## Aim of the task:
From the line containing "[pin] stena text on hull -- one per line" through the last line of the records, print every line exactly and nothing more.

## Saved entries:
################

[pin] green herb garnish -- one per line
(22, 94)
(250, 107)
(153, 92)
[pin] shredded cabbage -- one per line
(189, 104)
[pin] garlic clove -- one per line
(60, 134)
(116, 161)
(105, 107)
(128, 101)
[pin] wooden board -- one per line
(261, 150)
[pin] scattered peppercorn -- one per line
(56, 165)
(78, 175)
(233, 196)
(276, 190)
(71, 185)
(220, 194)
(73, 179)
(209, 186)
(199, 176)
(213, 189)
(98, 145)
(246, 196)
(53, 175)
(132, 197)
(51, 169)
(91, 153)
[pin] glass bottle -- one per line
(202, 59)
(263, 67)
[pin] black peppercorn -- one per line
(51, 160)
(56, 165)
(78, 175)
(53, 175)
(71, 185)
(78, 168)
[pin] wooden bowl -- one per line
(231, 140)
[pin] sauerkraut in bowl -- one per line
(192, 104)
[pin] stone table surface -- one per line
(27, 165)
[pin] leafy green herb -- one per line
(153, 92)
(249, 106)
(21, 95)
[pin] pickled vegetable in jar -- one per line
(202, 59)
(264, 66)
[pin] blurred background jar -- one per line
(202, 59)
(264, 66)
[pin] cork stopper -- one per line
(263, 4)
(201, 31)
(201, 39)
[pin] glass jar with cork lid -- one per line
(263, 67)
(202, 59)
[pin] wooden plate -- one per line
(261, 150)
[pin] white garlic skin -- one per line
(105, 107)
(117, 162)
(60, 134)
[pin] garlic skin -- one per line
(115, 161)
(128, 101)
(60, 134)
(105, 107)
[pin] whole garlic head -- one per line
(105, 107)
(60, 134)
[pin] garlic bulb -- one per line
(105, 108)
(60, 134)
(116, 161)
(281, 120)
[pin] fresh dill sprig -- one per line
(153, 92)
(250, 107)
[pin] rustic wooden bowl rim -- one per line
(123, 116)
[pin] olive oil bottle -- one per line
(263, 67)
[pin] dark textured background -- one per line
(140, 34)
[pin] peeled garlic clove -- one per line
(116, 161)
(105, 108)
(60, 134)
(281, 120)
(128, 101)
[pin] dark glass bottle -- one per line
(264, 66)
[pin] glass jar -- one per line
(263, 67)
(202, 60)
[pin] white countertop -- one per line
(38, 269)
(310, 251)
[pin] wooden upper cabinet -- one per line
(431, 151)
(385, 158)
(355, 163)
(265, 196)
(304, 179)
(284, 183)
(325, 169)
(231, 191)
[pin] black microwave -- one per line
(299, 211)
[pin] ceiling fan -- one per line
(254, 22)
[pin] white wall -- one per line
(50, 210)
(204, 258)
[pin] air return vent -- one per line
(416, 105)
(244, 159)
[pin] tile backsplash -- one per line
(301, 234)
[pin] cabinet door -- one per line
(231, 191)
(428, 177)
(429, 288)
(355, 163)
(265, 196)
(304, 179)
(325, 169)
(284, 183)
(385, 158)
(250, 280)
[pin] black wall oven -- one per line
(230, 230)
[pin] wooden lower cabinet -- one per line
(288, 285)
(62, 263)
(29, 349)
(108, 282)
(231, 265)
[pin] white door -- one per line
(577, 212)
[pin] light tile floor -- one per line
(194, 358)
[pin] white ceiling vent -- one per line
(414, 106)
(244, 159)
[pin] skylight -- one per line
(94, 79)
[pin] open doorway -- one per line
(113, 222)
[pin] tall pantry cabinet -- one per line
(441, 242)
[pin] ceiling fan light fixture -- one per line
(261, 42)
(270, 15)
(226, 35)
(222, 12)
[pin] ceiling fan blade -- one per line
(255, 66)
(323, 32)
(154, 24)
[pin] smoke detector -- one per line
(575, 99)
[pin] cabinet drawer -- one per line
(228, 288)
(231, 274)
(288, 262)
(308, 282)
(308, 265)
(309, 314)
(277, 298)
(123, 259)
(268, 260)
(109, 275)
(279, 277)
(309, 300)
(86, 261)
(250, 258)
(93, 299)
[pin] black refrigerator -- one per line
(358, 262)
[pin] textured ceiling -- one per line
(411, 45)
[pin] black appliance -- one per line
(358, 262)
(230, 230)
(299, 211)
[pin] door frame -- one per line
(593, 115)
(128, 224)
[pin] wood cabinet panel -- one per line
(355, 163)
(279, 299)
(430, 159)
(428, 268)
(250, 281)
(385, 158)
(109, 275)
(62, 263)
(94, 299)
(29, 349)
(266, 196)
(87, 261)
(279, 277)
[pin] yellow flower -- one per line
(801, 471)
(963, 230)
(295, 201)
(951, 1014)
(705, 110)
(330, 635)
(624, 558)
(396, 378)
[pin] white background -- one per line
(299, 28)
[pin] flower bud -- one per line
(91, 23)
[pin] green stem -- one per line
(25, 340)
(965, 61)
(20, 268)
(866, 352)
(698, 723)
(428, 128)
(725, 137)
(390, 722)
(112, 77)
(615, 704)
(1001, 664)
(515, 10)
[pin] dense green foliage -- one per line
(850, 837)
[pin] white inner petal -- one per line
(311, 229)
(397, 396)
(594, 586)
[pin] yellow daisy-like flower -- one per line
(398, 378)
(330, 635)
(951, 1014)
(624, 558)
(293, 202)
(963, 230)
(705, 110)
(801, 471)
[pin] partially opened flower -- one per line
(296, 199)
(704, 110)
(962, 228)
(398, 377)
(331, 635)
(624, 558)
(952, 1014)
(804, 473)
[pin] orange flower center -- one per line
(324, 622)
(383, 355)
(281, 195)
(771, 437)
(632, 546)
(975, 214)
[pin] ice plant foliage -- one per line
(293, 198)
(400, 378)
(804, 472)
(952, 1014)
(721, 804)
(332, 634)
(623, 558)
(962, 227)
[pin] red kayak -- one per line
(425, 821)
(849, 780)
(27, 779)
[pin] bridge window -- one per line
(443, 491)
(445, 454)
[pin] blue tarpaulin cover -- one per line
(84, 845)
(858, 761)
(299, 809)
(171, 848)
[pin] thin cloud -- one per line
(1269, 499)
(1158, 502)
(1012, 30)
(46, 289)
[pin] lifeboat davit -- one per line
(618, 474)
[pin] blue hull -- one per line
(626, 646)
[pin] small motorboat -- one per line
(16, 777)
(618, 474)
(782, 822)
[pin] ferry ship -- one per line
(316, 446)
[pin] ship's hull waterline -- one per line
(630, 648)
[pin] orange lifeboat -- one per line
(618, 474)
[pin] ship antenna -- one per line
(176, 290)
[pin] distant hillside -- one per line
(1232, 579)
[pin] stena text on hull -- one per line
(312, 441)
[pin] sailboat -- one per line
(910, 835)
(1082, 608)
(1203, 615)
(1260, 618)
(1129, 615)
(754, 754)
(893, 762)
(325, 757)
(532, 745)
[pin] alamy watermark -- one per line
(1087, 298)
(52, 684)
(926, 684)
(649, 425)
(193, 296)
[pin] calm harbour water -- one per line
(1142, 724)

################

## Written reply:
[pin] stena text on hull -- one per line
(312, 441)
[pin] sailboat -- one per line
(910, 835)
(1082, 608)
(1203, 615)
(1260, 618)
(1129, 615)
(754, 754)
(893, 762)
(325, 757)
(532, 745)
[pin] alamy watermark -- one per line
(1087, 298)
(52, 684)
(926, 684)
(649, 425)
(193, 296)
[pin] calm harbour water -- one per line
(1142, 724)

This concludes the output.